Request »
Rewrite the entries below with every "marker" swapped for "pin" and everything else left unchanged, omitting the pictures.

Stored data »
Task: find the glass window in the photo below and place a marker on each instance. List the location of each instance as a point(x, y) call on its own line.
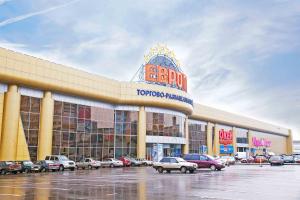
point(159, 124)
point(90, 131)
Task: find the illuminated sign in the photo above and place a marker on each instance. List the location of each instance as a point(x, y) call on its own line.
point(161, 67)
point(225, 137)
point(226, 149)
point(261, 142)
point(158, 94)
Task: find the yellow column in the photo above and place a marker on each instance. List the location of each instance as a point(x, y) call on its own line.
point(46, 125)
point(234, 132)
point(216, 141)
point(10, 124)
point(141, 137)
point(209, 138)
point(1, 112)
point(249, 140)
point(289, 143)
point(186, 134)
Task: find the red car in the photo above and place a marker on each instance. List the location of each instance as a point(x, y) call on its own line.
point(10, 167)
point(126, 161)
point(260, 159)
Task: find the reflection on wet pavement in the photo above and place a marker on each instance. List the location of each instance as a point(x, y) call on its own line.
point(235, 182)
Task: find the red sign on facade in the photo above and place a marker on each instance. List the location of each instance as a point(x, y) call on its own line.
point(225, 137)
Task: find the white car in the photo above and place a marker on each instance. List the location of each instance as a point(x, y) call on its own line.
point(145, 162)
point(88, 163)
point(63, 161)
point(174, 163)
point(111, 162)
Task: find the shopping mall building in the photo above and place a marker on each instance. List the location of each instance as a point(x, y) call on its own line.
point(47, 108)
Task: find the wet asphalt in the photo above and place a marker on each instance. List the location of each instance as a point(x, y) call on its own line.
point(233, 183)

Right answer »
Task: find the glass window in the photo below and place a pin on each instance. List the location of each instance as a point(x, y) call on its own line.
point(159, 124)
point(90, 131)
Task: find the illuminated sign in the photo above and place a pin on each instance. List the location of each instance as a point(x, y) call on its own line.
point(161, 67)
point(225, 137)
point(226, 149)
point(261, 142)
point(158, 94)
Task: find the yellow column in the photo above and place a pin on each instance. List the location of each instance as a point(x, y) call on its own line.
point(46, 125)
point(234, 132)
point(216, 141)
point(10, 124)
point(141, 137)
point(209, 138)
point(1, 112)
point(249, 140)
point(289, 143)
point(186, 134)
Task: find the red car in the photo above and place a pin on each instance. List the location of each instance as a point(x, y) call on its own line.
point(10, 167)
point(126, 161)
point(260, 159)
Task: find the reflection on wet pavement in the photo above and place a pin on each instance. List the location of each instance as a point(x, y) call on its own line.
point(235, 182)
Task: find the red sign on facade in the photo above and place a pin on each instance. List the location of each instance as a point(x, y) call on its own line.
point(225, 137)
Task: find the white car in the photo above and place a pin on each instance. List the location of each instance as a point(x, y) call on its own line.
point(145, 162)
point(88, 163)
point(63, 161)
point(174, 163)
point(111, 162)
Task: find the shopping mall building in the photo above and place a pin on each instance. List the location of each instance as a point(x, y) call on its own line.
point(47, 108)
Task: find the wet asphalt in the photo above and place a pin on each instance. List the location of each instance as a point(x, y) call on its own line.
point(233, 183)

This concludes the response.